▶ _What you have to do_
The entries below should be quoted exactly, with no pictures carried over.

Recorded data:
◆ ◆ ◆ ◆ ◆ ◆ ◆

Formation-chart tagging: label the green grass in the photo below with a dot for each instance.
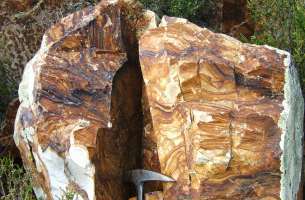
(15, 182)
(281, 24)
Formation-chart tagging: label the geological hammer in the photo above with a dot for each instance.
(139, 176)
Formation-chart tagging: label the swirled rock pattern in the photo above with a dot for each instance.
(226, 117)
(79, 125)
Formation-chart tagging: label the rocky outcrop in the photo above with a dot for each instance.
(223, 118)
(79, 125)
(7, 145)
(226, 117)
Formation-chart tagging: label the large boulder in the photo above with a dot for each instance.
(226, 117)
(79, 125)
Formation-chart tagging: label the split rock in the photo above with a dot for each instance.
(79, 125)
(226, 117)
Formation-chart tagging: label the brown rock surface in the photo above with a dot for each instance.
(79, 125)
(7, 145)
(226, 117)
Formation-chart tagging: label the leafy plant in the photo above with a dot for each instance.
(15, 183)
(180, 8)
(281, 23)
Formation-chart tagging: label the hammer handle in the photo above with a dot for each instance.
(140, 191)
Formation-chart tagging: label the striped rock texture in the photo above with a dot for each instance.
(79, 124)
(223, 118)
(226, 117)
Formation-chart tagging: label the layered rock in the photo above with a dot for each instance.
(7, 145)
(226, 117)
(79, 125)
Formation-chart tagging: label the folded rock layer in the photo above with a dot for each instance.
(79, 125)
(226, 117)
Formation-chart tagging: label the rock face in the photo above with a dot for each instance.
(223, 118)
(226, 117)
(79, 125)
(7, 145)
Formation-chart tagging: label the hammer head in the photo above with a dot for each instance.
(139, 176)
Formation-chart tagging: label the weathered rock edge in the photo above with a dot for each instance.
(226, 117)
(76, 130)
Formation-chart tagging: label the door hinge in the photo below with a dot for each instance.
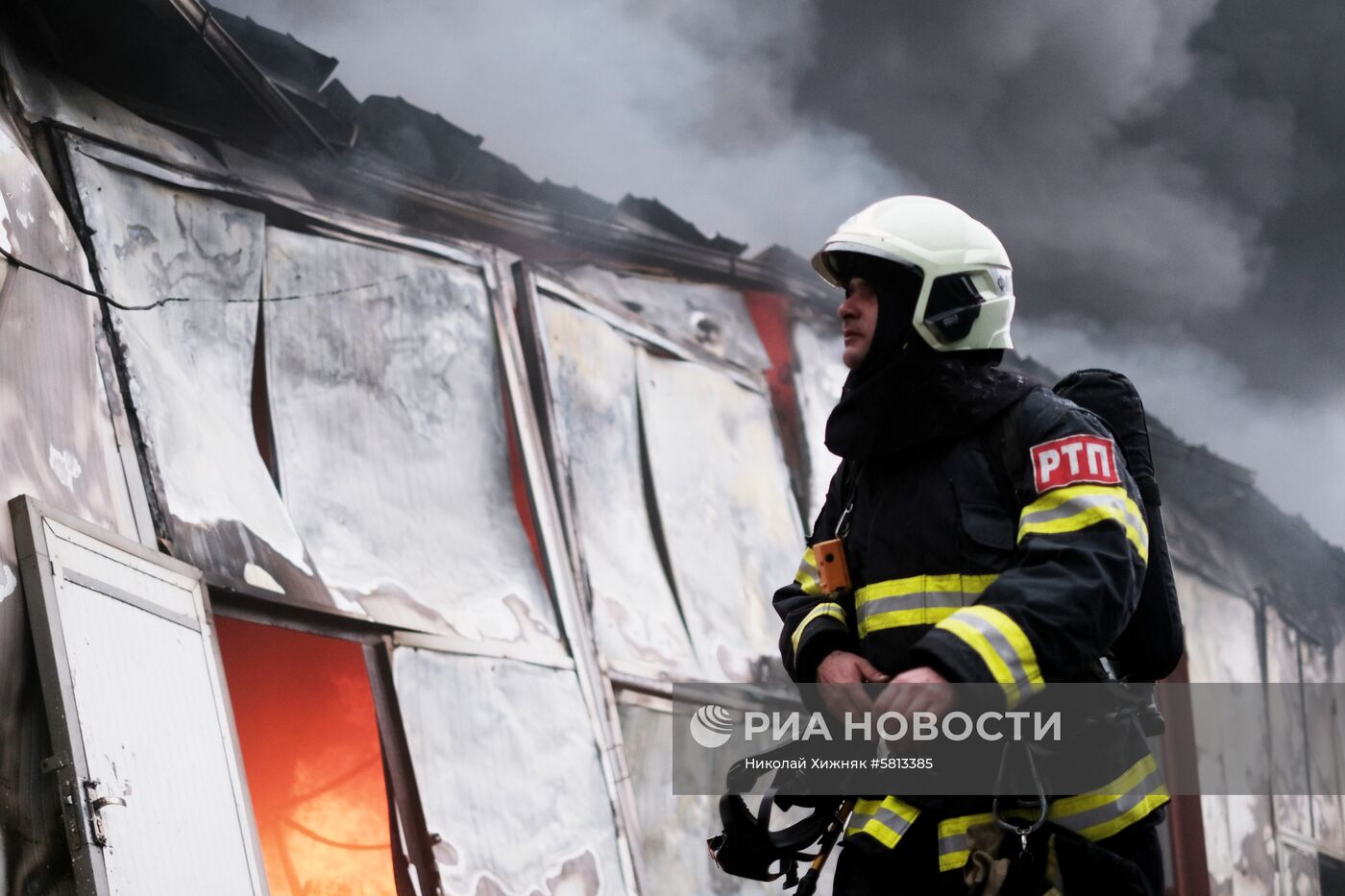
(97, 801)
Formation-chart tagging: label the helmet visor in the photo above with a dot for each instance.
(957, 299)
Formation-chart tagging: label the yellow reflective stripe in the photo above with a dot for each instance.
(920, 584)
(954, 846)
(917, 600)
(834, 611)
(884, 819)
(807, 574)
(1110, 809)
(1002, 646)
(1076, 507)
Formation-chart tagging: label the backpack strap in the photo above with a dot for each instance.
(999, 443)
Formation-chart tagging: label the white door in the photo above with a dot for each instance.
(143, 739)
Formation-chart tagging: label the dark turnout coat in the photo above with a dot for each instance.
(1019, 577)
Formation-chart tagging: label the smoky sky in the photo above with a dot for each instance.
(1167, 175)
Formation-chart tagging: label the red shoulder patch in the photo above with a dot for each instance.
(1063, 462)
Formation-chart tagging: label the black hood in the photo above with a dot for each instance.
(904, 405)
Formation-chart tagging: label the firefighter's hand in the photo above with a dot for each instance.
(918, 690)
(840, 674)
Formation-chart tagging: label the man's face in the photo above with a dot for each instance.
(858, 321)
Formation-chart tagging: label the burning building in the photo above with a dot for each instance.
(367, 492)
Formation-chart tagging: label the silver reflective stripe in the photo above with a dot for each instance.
(954, 844)
(1079, 503)
(917, 601)
(1113, 811)
(1001, 646)
(894, 824)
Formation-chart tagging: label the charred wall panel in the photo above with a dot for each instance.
(191, 369)
(710, 316)
(728, 514)
(1239, 835)
(672, 829)
(508, 775)
(819, 376)
(390, 433)
(58, 446)
(636, 621)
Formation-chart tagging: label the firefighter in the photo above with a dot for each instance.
(957, 574)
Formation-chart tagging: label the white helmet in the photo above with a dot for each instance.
(966, 294)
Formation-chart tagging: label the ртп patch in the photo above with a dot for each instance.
(1073, 459)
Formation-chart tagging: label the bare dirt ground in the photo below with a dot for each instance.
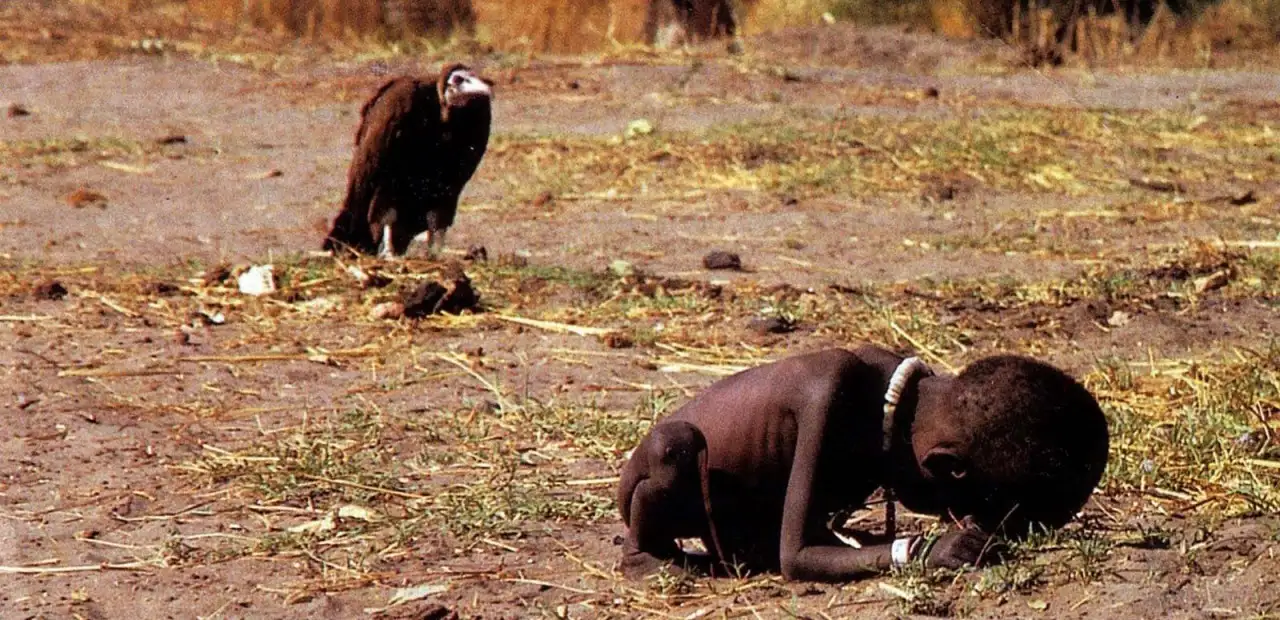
(173, 448)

◆ ◆ ◆ ◆ ◆ ◆ ◆

▶ _Task answer_
Formation-chart tagging: label the green grass in the photo below with a dot for each instance.
(15, 182)
(281, 24)
Formation-chart tagging: label the geological hammer in the photo above with a dot for each instance.
(139, 176)
Formation-chart tagging: label the swirled rock pattern in the photo above with a dot for each instance.
(226, 117)
(79, 125)
Formation-chart tagging: label the rocky outcrop in the photo above with a dot for each instance.
(223, 118)
(79, 125)
(7, 145)
(226, 117)
Formation-chart tagging: label the large boulder in the photo above with a dot for each instance.
(226, 117)
(79, 125)
Formation-chart tagging: label the split rock in the photo above with a dot for each instance.
(79, 125)
(226, 117)
Formation-chart tagging: label the brown rock surface in the photo above with a dot for each instance.
(79, 125)
(7, 145)
(226, 117)
Formation-chart tagging: label the leafy plant in the photo above with a dot for each instance.
(15, 183)
(180, 8)
(281, 23)
Formation-chart tagging: label the hammer handle in the photo above with a dot for each instance.
(140, 191)
Formation-chart tagging: label the striped rock texture in the photo above with a dot for each instance.
(79, 124)
(223, 118)
(226, 117)
Formation-chart tagging: label the layered rock in the photo above with a dot for each instance.
(7, 145)
(226, 117)
(79, 125)
Formation-chart tagging: label the folded rock layer in the photo above with a dot for each instance.
(79, 125)
(226, 117)
Formation-chart tagging: label the rock face in the photo above with a dot for each instance.
(223, 118)
(226, 117)
(79, 125)
(7, 145)
Formation-chart tagging: label the hammer head in the photo above with a dot for each instance.
(139, 176)
Formation-chart tagging: label the weathered rock edge in the photo above with a dot for each instance.
(226, 117)
(76, 130)
Formation-chart tagging: label the door hinge in the photo below with a dot for each instance.
(97, 801)
Formation-chart tagging: label the helmet visor in the photo above with a dot for each instance.
(957, 299)
Formation-chart tagging: label the yellow reflective stripe in the photo above with a dot for each instance.
(920, 584)
(954, 846)
(917, 600)
(834, 611)
(884, 819)
(807, 574)
(1110, 809)
(1002, 646)
(1076, 507)
Formation-chart tagging: label the backpack strap in the photo above with a dot for each instance.
(999, 443)
Formation-chart tagging: label the white door in the photo above with a dot for each instance.
(143, 739)
Formation-chart tagging: label the dark turnout coat in the photo above with a dot for each instance.
(1019, 577)
Formation-chart tagging: label the smoky sky in the photo above with a dot for each instance.
(1167, 175)
Formation-chart tagging: label the red shoulder patch in the photo above with a dot for each instance.
(1063, 462)
Formation-chart tagging: label the black hood in the photo above with a dot for each instance.
(904, 405)
Formation-chart tagging: label the firefighter's hand in the photo above with a dot for each instance.
(918, 690)
(840, 674)
Formation-chart tagging: label the man's face in the photo above with a dot for each instance.
(858, 321)
Formation-chart tagging: label the burning building in the photo above with a dot for each instance.
(367, 492)
Formation-chart tagging: label the silver reflective stripe in the photo above with a dot for each instance.
(954, 844)
(1079, 503)
(917, 601)
(1113, 811)
(1001, 646)
(894, 824)
Formation-chart tagging: label the charred wall panel in the photo above with a dot for each instance.
(191, 369)
(710, 316)
(728, 514)
(1239, 835)
(672, 829)
(508, 775)
(819, 376)
(390, 433)
(58, 446)
(636, 621)
Formation-chart tagging: label the firefighter in the photo above with a dot for each instance.
(957, 574)
Formation-chart tagging: label the white helmet in the photo above with a dot for each instance.
(966, 294)
Formation-chart tagging: label the ртп patch in the photo above with a dot for each instance.
(1073, 459)
Formation-chart tagging: label the bare dirt ground in the photo below with a dot for each instance.
(173, 448)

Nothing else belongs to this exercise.